Data provided:
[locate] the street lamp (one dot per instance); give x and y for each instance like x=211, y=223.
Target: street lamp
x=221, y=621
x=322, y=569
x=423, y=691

What you will do: Every line of the data above is to be copied out exactly.

Answer:
[locate] the street lamp (one dot per instance); give x and y for each instance like x=211, y=223.
Target: street lamp
x=221, y=621
x=322, y=569
x=423, y=691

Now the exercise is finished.